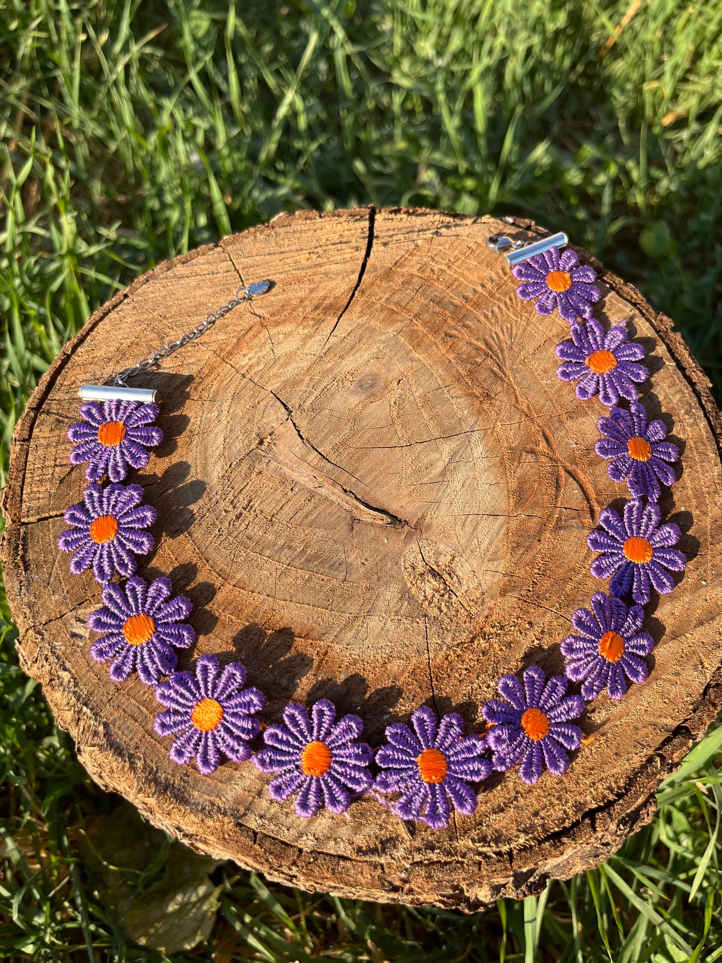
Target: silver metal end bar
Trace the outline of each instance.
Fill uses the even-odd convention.
[[[78,394],[84,402],[138,402],[149,404],[155,401],[152,388],[123,388],[115,384],[84,384]]]
[[[528,261],[535,254],[543,254],[545,250],[551,250],[553,247],[564,247],[568,244],[569,238],[563,231],[559,231],[558,234],[552,234],[548,238],[542,238],[541,241],[532,241],[531,244],[525,245],[517,250],[512,249],[503,256],[508,266],[513,268],[515,264]]]

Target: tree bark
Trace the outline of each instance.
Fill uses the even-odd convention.
[[[500,674],[562,671],[571,612],[606,587],[589,574],[586,534],[627,493],[594,453],[606,409],[555,377],[569,325],[517,298],[485,246],[497,232],[536,228],[360,208],[282,215],[198,248],[95,312],[17,426],[4,559],[22,664],[93,778],[196,849],[366,899],[471,911],[521,898],[597,866],[648,821],[722,703],[720,416],[671,322],[582,250],[600,273],[597,316],[627,319],[647,348],[642,402],[683,450],[661,507],[689,562],[647,608],[649,679],[588,706],[566,776],[529,787],[496,774],[447,830],[368,796],[346,817],[299,820],[250,763],[211,777],[171,763],[152,689],[114,684],[89,655],[100,586],[56,547],[87,484],[67,460],[77,389],[270,278],[262,299],[133,382],[157,389],[166,435],[128,480],[158,511],[139,572],[168,575],[193,603],[198,639],[180,667],[206,652],[238,659],[267,723],[291,699],[326,696],[362,716],[372,745],[422,703],[481,732]]]

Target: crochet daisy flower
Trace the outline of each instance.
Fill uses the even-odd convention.
[[[150,427],[158,417],[157,404],[86,402],[80,416],[83,421],[67,430],[75,444],[69,459],[73,465],[88,462],[89,482],[99,482],[106,472],[111,482],[122,482],[129,467],[144,468],[150,458],[148,449],[163,441],[163,431]]]
[[[638,402],[630,410],[612,408],[608,418],[600,418],[600,438],[594,450],[610,463],[607,468],[612,482],[626,482],[634,498],[646,495],[656,502],[661,491],[659,482],[675,483],[670,464],[680,457],[680,450],[665,441],[667,429],[663,422],[647,422],[647,412]]]
[[[169,756],[185,766],[193,756],[204,776],[215,772],[220,757],[234,763],[250,757],[248,742],[261,731],[253,718],[263,709],[263,693],[244,689],[245,668],[229,663],[222,670],[216,656],[201,656],[195,672],[173,672],[155,688],[168,712],[159,713],[153,728],[159,736],[175,736]]]
[[[563,775],[569,768],[567,750],[581,744],[581,730],[570,720],[581,714],[584,700],[565,697],[567,679],[553,675],[547,682],[538,665],[524,670],[524,689],[515,675],[503,675],[497,685],[506,701],[489,699],[481,709],[492,725],[486,739],[494,750],[494,768],[505,772],[521,760],[519,776],[529,786],[545,764],[553,775]]]
[[[621,699],[627,691],[627,679],[637,685],[647,678],[644,661],[655,647],[655,640],[640,632],[644,611],[631,608],[605,592],[592,596],[592,611],[578,609],[572,625],[578,635],[568,636],[561,643],[566,656],[564,672],[574,682],[583,682],[581,695],[587,702],[596,699],[603,689],[612,699]]]
[[[297,816],[316,816],[322,806],[345,813],[351,801],[348,790],[363,793],[372,784],[367,771],[374,758],[371,747],[356,740],[364,723],[358,716],[344,716],[334,725],[336,707],[320,699],[308,713],[297,702],[283,711],[284,724],[264,729],[266,748],[253,757],[261,772],[278,772],[269,784],[269,794],[282,802],[297,793]]]
[[[538,314],[551,314],[556,308],[564,321],[577,317],[591,318],[592,304],[602,295],[594,286],[597,275],[591,268],[580,264],[573,250],[559,253],[556,247],[544,251],[512,268],[520,281],[516,289],[522,300],[533,300]]]
[[[683,572],[686,559],[673,548],[680,540],[677,525],[660,524],[661,512],[655,502],[646,505],[633,499],[624,508],[624,519],[613,508],[599,513],[598,529],[590,532],[586,543],[601,555],[591,564],[597,579],[608,579],[609,591],[623,598],[632,590],[632,597],[640,605],[649,602],[650,584],[661,595],[675,586],[670,572]]]
[[[580,401],[588,402],[599,394],[607,408],[619,403],[619,399],[637,400],[638,392],[632,381],[645,381],[649,372],[637,364],[645,355],[641,345],[629,341],[627,325],[615,325],[605,334],[600,323],[592,318],[583,324],[572,325],[572,340],[556,346],[556,356],[563,362],[556,371],[562,381],[580,378],[576,387]]]
[[[169,579],[156,579],[148,587],[134,575],[122,588],[111,583],[103,589],[106,608],[93,612],[88,624],[106,635],[92,643],[90,655],[99,663],[113,660],[114,682],[137,670],[142,682],[154,686],[178,664],[172,647],[187,649],[195,641],[195,633],[182,621],[193,606],[182,595],[170,599],[172,587]]]
[[[83,492],[85,505],[71,505],[64,518],[71,526],[58,539],[61,552],[72,552],[70,571],[80,575],[92,566],[97,582],[110,582],[115,572],[135,575],[135,555],[153,551],[153,536],[143,529],[155,522],[156,510],[141,505],[138,484],[90,484]]]
[[[482,782],[491,763],[482,759],[486,740],[464,736],[464,720],[449,713],[438,723],[436,714],[421,706],[411,716],[414,732],[402,722],[386,729],[388,745],[376,753],[379,793],[400,793],[391,809],[401,820],[423,820],[432,829],[449,823],[451,806],[464,816],[477,808],[469,782]]]

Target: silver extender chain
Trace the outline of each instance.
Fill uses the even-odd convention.
[[[187,345],[191,341],[195,341],[199,338],[201,334],[205,334],[209,327],[212,327],[217,321],[223,317],[223,315],[228,314],[232,311],[234,307],[238,307],[239,304],[243,304],[244,301],[249,301],[252,298],[258,298],[260,295],[265,295],[266,292],[271,287],[271,281],[256,281],[253,284],[249,284],[247,288],[239,288],[236,292],[235,298],[231,299],[227,304],[222,304],[218,311],[211,311],[204,321],[201,321],[195,325],[193,331],[187,331],[185,334],[181,335],[177,341],[168,341],[167,345],[164,345],[160,351],[157,351],[154,354],[149,354],[145,358],[142,358],[138,364],[134,364],[131,368],[125,368],[123,371],[119,371],[113,378],[113,383],[117,387],[124,387],[127,384],[128,378],[133,377],[135,375],[140,375],[142,371],[146,371],[151,368],[154,364],[162,361],[163,358],[167,358],[168,354],[172,354],[173,351],[177,351],[179,348],[183,345]]]

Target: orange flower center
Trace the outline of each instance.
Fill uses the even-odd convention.
[[[630,438],[627,442],[627,451],[634,461],[649,461],[652,457],[652,445],[646,438]]]
[[[131,615],[123,625],[125,641],[129,645],[142,645],[155,632],[155,622],[150,615]]]
[[[586,366],[595,375],[606,375],[617,367],[617,359],[611,351],[594,351],[586,359]]]
[[[103,422],[98,429],[98,441],[106,448],[119,445],[125,437],[125,425],[122,422]]]
[[[193,706],[191,721],[201,732],[211,732],[223,717],[223,707],[215,699],[201,699]]]
[[[561,294],[572,286],[572,275],[568,271],[550,271],[547,274],[547,287]]]
[[[652,546],[646,538],[628,538],[624,543],[624,557],[637,565],[652,561]]]
[[[113,541],[117,534],[117,522],[113,515],[98,515],[90,522],[90,538],[96,545]]]
[[[606,632],[599,640],[599,654],[607,662],[619,662],[624,655],[624,638],[616,632]]]
[[[522,716],[522,729],[529,739],[538,742],[540,739],[549,735],[549,719],[541,709],[528,709]]]
[[[427,783],[444,782],[449,771],[447,757],[441,749],[425,749],[416,757],[416,765],[419,767],[419,775]]]
[[[331,765],[331,750],[325,742],[309,742],[301,752],[301,769],[306,776],[322,776]]]

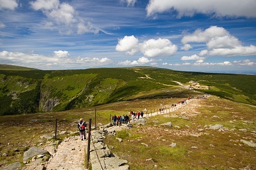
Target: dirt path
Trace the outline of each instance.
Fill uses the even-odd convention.
[[[198,102],[200,102],[200,100],[192,99],[187,100],[187,104],[179,104],[175,107],[165,109],[161,113],[158,111],[144,114],[144,117],[168,113],[183,107],[189,107],[189,106],[195,107],[195,105],[197,105]],[[112,126],[109,128],[109,130],[115,130],[117,131],[125,128],[125,125],[121,126]],[[79,136],[70,137],[65,139],[58,146],[56,152],[52,154],[52,157],[44,165],[44,169],[87,169],[85,168],[85,149],[87,149],[87,143],[88,141],[81,141],[79,139]],[[42,169],[42,166],[40,165],[36,167],[33,167],[32,168],[32,167],[27,167],[23,169],[41,170]]]

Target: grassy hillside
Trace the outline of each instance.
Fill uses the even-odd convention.
[[[20,70],[20,71],[27,71],[27,70],[39,70],[36,69],[32,69],[26,67],[17,66],[10,65],[3,65],[0,64],[0,70]]]
[[[95,120],[105,125],[114,114],[145,108],[153,112],[183,99],[136,100],[55,113],[2,116],[1,152],[7,156],[0,156],[0,168],[15,162],[22,164],[24,152],[32,146],[48,146],[40,137],[54,134],[56,118],[57,140],[61,141],[70,135],[60,135],[61,131],[77,131],[76,122],[80,117],[86,121],[92,118],[93,125]],[[145,126],[134,125],[118,132],[117,136],[108,135],[105,143],[113,153],[128,161],[130,169],[254,169],[255,148],[241,139],[256,143],[255,107],[214,96],[198,100],[170,113],[147,118]],[[173,127],[161,125],[168,122]],[[215,124],[228,130],[209,128]],[[171,147],[172,143],[176,146]],[[149,159],[152,160],[146,160]]]
[[[198,92],[256,105],[255,75],[136,67],[0,70],[0,115],[58,112],[135,99],[201,95]],[[188,86],[190,80],[204,87],[196,92],[175,82]]]

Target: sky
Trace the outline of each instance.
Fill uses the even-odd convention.
[[[256,75],[255,0],[0,0],[0,64]]]

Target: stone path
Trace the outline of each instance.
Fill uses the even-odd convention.
[[[88,141],[81,141],[79,136],[71,137],[61,142],[57,152],[45,165],[46,169],[86,169],[85,149]]]
[[[197,104],[200,100],[190,100],[187,104],[183,105],[180,104],[177,106],[176,109],[166,109],[164,113],[161,114],[166,114],[175,111],[183,107],[188,106],[189,105]],[[193,103],[193,104],[192,104]],[[147,116],[144,114],[144,117],[154,116],[159,115],[160,113],[155,112],[150,113]],[[115,126],[109,128],[108,130],[118,131],[123,128],[125,128],[125,125],[121,126]],[[44,165],[44,169],[51,170],[60,170],[60,169],[73,169],[73,170],[82,170],[86,169],[85,162],[86,159],[85,149],[87,150],[88,141],[81,141],[79,136],[70,137],[64,139],[57,147],[56,152],[52,154],[52,156]],[[23,169],[24,170],[42,170],[43,167],[39,165],[37,167],[30,168],[27,167]]]

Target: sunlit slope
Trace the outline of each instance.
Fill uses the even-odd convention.
[[[256,105],[255,75],[135,67],[0,70],[0,115],[65,110],[135,99],[188,97],[202,93]],[[190,80],[197,82],[202,88],[188,90]]]

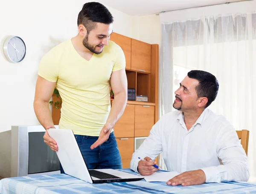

------------------------------------------------------------

▸ SET EXERCISE
Reproduce the data above word for word, starting at the line that contains "Target: grassy hillside" and going through the end of the data, with both ends included. Leave the pictures out of your answer.

▸ SOLUTION TO THIS PROBLEM
Target: grassy hillside
Trace the outline of each instance.
Fill uses the even-odd convention.
[[[20,70],[20,71],[27,71],[27,70],[39,70],[36,69],[32,69],[26,67],[17,66],[10,65],[3,65],[0,64],[0,70]]]
[[[95,120],[105,125],[114,114],[145,108],[153,112],[183,99],[136,100],[55,113],[2,116],[1,152],[7,156],[0,156],[0,168],[15,162],[22,164],[24,152],[32,146],[48,146],[40,137],[54,134],[56,118],[57,140],[61,141],[70,135],[60,135],[61,131],[77,131],[76,122],[80,117],[86,121],[92,118],[93,125]],[[145,126],[134,125],[118,132],[117,136],[108,135],[105,143],[113,153],[128,161],[130,169],[254,169],[255,148],[241,139],[256,143],[255,107],[214,96],[198,100],[170,113],[147,118]],[[173,127],[161,125],[168,122]],[[215,124],[228,130],[209,128]],[[171,147],[172,143],[176,146]],[[149,159],[152,160],[146,160]]]
[[[198,92],[256,105],[255,75],[136,67],[0,70],[0,115],[58,112],[135,99],[201,95]],[[188,86],[190,80],[204,87],[196,92],[175,82]]]

Target: sky
Trace the outline of each instance.
Fill uses the even-odd convention.
[[[256,75],[255,0],[0,0],[0,64]]]

Target: stone path
Trace the outline of each instance.
Fill uses the even-odd convention.
[[[88,141],[81,141],[79,136],[71,137],[61,142],[57,152],[45,165],[46,169],[86,169],[85,149]]]
[[[197,104],[200,100],[190,100],[187,104],[183,105],[180,104],[177,106],[176,109],[166,109],[164,113],[161,114],[166,114],[175,111],[183,107],[188,106],[189,105]],[[193,103],[193,104],[192,104]],[[147,116],[144,114],[144,117],[154,116],[159,115],[160,113],[155,112],[150,113]],[[115,126],[109,128],[108,130],[118,131],[123,128],[125,128],[125,125],[121,126]],[[44,165],[44,169],[51,170],[60,170],[60,169],[73,169],[73,170],[82,170],[86,169],[85,162],[86,159],[85,149],[87,150],[88,141],[81,141],[79,136],[70,137],[64,139],[57,147],[56,152],[52,154],[52,156]],[[23,169],[24,170],[42,170],[43,167],[39,165],[37,167],[30,168],[27,167]]]

Target: sunlit slope
Trace the outline of each instance.
Fill uses the even-odd convention.
[[[256,105],[255,75],[135,67],[0,70],[0,115],[65,110],[135,99],[188,97],[202,93]],[[190,80],[197,82],[202,88],[188,90]]]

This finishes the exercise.